• **Task brief**:
Reproduce the data below in full and exclude every picture.

• **Records supplied**:
##############################

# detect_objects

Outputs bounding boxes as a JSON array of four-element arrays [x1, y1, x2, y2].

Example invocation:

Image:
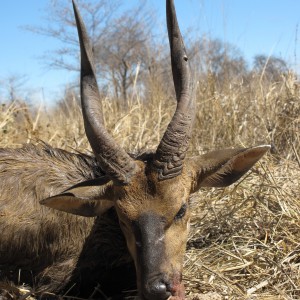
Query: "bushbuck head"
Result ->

##############################

• **Final answer**:
# detect_objects

Outputs bounding boxes as a JSON array of four-element arrays [x1, y1, x2, y2].

Example invocation:

Image:
Query: "bushbuck head"
Result ->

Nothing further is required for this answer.